### [Extracted material]
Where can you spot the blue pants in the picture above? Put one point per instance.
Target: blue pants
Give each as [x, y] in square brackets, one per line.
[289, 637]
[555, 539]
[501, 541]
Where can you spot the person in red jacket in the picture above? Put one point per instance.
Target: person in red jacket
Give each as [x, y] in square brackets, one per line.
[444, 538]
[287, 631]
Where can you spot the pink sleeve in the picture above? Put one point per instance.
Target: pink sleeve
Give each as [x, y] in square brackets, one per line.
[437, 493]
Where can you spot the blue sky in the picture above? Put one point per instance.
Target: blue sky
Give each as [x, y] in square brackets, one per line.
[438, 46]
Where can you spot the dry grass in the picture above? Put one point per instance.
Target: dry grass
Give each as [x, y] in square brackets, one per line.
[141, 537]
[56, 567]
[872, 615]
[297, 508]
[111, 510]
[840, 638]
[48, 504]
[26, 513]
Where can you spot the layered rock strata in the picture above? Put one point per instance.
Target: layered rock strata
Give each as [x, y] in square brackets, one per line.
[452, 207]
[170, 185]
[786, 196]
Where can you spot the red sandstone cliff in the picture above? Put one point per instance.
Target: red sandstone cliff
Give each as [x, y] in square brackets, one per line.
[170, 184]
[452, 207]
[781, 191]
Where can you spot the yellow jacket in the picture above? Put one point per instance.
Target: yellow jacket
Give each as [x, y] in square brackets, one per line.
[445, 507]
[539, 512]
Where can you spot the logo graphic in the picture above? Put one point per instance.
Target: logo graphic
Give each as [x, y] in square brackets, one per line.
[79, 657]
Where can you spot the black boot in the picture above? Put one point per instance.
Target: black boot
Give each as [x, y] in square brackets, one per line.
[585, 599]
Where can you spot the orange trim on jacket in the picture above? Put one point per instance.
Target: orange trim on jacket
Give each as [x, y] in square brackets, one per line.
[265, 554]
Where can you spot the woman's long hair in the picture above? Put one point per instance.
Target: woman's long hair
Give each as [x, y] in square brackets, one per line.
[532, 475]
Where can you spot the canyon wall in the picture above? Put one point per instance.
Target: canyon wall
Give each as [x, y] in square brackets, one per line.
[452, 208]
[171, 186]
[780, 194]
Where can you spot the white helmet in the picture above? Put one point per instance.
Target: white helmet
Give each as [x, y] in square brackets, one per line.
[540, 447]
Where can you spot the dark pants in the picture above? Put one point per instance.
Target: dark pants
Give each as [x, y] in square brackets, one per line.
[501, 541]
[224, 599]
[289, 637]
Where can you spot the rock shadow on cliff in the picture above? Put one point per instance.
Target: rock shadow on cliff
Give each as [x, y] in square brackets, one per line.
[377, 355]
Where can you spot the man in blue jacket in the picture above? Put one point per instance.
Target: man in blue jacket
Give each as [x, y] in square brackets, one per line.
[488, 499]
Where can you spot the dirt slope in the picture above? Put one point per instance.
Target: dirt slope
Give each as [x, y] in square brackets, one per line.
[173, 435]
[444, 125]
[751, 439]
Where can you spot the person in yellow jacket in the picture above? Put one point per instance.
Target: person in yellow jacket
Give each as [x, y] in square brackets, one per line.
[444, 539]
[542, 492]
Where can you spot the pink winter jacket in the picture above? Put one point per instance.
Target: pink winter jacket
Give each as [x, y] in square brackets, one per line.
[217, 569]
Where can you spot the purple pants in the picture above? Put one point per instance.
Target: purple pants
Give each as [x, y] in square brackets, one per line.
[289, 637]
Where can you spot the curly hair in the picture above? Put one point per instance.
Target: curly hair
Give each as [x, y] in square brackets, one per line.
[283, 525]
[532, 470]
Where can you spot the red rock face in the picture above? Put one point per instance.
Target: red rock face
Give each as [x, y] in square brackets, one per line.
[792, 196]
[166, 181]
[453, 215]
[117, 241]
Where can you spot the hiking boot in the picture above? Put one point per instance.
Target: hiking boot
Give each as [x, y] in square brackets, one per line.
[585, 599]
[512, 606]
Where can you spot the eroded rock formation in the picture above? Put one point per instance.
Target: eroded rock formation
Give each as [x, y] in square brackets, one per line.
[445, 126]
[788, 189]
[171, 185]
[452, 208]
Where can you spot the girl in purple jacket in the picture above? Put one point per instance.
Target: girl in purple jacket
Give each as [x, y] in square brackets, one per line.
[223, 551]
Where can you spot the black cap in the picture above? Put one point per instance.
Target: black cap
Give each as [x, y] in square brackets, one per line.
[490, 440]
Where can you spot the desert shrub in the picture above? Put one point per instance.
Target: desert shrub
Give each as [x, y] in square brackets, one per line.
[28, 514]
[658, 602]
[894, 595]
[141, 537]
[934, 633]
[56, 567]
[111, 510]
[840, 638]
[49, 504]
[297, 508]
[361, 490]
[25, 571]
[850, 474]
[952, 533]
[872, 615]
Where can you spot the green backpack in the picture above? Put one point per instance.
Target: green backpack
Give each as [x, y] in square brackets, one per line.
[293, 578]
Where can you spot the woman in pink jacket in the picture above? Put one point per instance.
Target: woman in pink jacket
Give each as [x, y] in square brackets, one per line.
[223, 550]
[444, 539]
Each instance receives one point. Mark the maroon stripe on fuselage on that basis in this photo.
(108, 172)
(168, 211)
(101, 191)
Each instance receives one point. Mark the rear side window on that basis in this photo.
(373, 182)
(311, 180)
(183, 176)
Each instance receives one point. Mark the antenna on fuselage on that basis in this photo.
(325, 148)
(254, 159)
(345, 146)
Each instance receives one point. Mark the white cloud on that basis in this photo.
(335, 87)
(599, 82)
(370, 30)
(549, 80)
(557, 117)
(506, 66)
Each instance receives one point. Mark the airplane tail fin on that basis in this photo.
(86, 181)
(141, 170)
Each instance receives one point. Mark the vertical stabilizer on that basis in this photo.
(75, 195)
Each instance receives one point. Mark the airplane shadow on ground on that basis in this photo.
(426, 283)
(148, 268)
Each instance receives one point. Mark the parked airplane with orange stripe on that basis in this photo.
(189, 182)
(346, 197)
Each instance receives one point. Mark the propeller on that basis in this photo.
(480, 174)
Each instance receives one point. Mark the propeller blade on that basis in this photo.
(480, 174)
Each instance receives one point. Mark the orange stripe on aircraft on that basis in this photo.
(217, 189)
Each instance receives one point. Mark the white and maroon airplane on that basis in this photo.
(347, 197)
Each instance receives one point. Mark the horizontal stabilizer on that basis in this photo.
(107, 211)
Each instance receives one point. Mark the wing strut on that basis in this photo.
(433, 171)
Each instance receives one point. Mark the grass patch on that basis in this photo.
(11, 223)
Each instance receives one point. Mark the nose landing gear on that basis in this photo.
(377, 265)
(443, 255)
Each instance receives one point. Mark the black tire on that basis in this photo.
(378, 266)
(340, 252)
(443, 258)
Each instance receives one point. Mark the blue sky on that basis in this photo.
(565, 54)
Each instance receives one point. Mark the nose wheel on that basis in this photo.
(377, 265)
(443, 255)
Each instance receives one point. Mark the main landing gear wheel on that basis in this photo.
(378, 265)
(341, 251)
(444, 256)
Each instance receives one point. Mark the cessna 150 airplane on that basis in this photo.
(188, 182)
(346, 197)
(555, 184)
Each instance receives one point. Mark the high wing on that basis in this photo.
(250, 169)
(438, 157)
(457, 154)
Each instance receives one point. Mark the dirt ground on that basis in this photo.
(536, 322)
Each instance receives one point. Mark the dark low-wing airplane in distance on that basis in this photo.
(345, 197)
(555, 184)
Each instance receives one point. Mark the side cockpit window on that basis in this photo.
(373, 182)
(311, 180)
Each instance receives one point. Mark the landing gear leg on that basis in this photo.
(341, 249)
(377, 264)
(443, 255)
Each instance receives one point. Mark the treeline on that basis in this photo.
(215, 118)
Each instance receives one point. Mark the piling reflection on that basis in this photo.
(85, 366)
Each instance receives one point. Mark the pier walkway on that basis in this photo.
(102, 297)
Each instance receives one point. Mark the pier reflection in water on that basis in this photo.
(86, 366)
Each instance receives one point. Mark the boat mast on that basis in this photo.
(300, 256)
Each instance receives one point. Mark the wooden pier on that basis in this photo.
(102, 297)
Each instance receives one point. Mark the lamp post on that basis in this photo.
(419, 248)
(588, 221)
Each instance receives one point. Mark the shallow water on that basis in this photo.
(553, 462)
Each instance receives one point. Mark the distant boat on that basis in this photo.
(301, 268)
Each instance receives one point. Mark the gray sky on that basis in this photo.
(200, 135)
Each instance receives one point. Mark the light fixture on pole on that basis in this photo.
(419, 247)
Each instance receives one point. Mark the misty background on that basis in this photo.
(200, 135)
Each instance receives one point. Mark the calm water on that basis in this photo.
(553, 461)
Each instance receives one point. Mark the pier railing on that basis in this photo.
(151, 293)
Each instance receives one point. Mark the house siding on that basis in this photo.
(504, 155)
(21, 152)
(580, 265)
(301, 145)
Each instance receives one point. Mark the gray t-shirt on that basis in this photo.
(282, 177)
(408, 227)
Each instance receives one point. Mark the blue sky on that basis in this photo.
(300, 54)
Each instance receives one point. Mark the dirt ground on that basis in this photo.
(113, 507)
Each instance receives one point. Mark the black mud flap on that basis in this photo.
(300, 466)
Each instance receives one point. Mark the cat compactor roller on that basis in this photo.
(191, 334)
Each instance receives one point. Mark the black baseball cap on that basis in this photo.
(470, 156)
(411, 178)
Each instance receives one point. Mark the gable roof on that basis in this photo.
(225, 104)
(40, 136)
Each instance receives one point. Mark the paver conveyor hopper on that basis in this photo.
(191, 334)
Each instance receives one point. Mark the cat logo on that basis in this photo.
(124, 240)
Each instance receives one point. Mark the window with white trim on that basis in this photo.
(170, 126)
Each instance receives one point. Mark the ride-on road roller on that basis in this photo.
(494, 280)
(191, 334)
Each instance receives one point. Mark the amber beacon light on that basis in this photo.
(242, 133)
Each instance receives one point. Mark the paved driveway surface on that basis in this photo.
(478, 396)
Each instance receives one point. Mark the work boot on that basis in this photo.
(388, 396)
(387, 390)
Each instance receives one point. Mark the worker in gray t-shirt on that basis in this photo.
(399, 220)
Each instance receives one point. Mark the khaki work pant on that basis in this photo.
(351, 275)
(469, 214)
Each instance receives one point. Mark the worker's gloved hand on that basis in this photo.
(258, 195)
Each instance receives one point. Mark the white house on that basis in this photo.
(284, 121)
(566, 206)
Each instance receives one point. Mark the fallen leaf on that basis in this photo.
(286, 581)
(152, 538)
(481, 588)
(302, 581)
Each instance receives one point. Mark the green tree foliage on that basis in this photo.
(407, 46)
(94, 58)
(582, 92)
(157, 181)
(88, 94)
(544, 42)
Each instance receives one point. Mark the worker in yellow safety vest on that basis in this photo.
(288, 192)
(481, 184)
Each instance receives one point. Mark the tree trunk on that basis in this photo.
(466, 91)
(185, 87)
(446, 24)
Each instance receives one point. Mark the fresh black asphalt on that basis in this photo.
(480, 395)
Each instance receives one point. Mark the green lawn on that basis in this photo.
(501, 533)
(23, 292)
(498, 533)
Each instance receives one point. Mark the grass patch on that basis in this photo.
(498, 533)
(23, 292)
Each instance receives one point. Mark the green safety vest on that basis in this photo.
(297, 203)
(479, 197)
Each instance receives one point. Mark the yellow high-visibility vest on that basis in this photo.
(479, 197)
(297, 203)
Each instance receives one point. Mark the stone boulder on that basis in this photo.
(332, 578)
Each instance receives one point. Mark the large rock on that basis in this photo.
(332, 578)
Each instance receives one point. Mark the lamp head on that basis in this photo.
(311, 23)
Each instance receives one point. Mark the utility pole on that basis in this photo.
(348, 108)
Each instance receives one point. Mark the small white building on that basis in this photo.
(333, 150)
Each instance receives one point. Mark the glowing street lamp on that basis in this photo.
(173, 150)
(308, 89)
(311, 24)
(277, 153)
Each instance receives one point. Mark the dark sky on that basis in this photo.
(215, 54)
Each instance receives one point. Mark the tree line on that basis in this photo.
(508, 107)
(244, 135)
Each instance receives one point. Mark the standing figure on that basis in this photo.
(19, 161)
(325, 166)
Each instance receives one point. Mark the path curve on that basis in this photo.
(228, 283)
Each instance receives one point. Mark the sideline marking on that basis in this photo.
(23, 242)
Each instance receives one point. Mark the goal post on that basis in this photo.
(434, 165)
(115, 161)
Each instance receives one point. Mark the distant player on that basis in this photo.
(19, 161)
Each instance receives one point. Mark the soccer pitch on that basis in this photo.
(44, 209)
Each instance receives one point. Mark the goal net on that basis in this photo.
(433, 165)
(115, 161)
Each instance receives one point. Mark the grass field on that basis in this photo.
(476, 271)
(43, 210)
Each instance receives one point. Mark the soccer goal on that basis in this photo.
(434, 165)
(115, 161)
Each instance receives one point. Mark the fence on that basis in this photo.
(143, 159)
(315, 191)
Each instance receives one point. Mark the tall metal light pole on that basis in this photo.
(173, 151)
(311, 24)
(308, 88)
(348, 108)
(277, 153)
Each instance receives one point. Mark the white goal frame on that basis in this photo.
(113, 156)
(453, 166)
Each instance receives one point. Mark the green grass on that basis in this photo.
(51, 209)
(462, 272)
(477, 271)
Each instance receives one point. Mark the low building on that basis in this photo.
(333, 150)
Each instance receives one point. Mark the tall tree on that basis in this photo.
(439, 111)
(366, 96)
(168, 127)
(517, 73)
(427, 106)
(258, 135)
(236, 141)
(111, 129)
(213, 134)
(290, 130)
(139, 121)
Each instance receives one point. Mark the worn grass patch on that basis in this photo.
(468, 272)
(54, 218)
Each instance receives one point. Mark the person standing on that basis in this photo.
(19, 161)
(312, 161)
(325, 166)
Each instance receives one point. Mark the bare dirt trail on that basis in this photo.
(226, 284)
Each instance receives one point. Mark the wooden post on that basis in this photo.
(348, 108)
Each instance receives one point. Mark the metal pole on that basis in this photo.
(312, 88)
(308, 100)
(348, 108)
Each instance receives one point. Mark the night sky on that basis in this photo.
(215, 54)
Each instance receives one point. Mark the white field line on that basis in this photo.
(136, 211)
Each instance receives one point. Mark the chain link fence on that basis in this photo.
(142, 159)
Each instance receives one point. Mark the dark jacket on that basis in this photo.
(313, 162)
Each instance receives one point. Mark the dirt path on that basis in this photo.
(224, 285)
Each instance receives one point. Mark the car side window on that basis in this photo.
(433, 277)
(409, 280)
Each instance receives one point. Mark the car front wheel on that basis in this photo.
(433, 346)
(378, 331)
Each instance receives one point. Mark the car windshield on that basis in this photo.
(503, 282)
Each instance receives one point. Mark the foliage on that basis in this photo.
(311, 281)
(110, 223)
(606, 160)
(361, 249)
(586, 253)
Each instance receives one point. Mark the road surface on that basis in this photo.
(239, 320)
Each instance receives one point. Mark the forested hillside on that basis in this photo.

### [Your goal]
Search the records above for "girl". Copy each line where it is found.

### [Answer to this exercise]
Where can you spot the girl in purple jacket in the picture above? Put one point per instance.
Target: girl in purple jacket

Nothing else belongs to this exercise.